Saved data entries
§

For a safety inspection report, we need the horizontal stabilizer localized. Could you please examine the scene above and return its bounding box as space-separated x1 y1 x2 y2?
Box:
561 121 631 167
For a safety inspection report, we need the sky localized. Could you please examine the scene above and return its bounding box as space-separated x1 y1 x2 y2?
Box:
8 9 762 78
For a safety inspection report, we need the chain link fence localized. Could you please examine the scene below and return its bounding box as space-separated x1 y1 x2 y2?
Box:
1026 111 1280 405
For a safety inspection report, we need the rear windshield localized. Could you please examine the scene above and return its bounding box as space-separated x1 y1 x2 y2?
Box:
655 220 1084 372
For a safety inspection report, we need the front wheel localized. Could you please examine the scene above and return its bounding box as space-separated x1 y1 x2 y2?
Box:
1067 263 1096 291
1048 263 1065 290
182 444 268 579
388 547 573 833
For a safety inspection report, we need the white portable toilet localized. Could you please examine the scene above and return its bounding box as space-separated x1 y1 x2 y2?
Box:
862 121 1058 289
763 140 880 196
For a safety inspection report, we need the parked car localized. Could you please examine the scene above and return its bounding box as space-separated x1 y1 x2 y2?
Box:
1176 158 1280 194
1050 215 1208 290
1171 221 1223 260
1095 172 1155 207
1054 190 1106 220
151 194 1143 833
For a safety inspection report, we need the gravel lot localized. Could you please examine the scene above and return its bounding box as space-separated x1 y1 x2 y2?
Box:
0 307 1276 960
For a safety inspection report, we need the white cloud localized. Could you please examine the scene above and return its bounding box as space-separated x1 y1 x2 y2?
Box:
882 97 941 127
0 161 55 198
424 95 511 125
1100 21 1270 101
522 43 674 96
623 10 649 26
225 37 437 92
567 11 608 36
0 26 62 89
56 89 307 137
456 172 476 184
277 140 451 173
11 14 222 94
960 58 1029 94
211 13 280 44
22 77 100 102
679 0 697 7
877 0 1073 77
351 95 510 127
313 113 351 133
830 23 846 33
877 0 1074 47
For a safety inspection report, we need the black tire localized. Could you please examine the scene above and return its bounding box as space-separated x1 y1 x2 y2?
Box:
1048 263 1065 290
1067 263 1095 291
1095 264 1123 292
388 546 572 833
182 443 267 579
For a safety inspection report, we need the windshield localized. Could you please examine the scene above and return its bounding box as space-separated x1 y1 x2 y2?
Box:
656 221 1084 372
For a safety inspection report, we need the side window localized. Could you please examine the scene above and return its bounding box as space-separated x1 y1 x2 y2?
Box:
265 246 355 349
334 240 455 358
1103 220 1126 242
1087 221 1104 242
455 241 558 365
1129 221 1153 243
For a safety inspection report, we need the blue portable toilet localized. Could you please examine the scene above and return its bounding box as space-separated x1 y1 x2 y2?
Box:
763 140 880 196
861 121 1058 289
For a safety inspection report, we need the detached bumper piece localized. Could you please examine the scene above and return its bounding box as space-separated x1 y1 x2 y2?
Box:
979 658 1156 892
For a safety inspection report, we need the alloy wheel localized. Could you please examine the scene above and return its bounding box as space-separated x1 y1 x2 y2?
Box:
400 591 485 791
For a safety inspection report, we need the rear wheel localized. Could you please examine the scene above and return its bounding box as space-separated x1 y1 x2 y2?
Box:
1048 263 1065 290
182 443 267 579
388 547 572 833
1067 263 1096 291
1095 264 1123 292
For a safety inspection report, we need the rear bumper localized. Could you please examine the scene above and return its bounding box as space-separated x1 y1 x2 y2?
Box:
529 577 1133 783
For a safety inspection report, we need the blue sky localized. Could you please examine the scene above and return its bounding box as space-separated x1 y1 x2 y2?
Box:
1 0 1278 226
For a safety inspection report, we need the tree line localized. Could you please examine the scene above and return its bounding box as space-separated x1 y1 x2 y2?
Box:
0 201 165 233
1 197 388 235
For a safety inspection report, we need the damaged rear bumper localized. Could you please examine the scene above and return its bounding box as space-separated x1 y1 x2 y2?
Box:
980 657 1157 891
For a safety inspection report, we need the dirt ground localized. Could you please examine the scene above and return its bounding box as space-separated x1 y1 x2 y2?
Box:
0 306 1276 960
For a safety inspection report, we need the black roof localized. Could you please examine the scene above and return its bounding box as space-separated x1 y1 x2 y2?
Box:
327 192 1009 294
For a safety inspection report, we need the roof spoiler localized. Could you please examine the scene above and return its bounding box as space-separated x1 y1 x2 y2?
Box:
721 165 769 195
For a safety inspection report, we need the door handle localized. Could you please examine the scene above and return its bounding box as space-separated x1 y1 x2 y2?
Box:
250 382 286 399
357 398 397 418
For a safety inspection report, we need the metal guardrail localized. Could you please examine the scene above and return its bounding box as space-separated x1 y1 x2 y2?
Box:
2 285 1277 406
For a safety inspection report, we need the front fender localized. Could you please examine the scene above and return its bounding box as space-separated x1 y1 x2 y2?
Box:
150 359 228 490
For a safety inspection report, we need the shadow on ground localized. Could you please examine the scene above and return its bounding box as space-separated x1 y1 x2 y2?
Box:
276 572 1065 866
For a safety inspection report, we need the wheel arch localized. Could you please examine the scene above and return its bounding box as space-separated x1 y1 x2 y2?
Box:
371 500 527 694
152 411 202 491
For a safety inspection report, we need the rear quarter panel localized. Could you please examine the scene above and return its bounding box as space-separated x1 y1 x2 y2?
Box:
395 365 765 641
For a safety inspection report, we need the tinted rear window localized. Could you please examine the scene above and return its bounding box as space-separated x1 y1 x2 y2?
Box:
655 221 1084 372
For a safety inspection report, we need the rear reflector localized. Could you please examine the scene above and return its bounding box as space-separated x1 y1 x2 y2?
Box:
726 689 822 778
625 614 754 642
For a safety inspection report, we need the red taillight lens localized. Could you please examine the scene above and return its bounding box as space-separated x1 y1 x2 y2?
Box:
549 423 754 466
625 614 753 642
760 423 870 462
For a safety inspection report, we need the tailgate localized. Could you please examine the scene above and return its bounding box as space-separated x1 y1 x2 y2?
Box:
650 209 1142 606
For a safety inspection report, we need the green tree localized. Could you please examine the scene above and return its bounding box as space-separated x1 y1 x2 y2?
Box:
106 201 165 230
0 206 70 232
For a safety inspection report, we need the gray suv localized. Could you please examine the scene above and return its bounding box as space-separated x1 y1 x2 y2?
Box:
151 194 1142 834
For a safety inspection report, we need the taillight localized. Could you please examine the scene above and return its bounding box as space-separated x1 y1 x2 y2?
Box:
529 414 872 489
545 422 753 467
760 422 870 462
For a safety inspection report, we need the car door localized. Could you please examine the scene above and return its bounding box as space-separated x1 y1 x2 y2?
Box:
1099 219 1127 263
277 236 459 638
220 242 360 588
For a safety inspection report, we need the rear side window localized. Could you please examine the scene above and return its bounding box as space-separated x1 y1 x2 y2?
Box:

§

Copy out, from the data above, each line where the string "white" is present.

Response
For a safety inspection report, we need the white portable toilet localized. Could you please examine the scene above and return its bounding box as space-separated x1 y1 x2 y2?
For a safety inspection report, we need the white cloud localized. Could you please examine the scene above and return its bounding box as space-separated x1 y1 x2 y2?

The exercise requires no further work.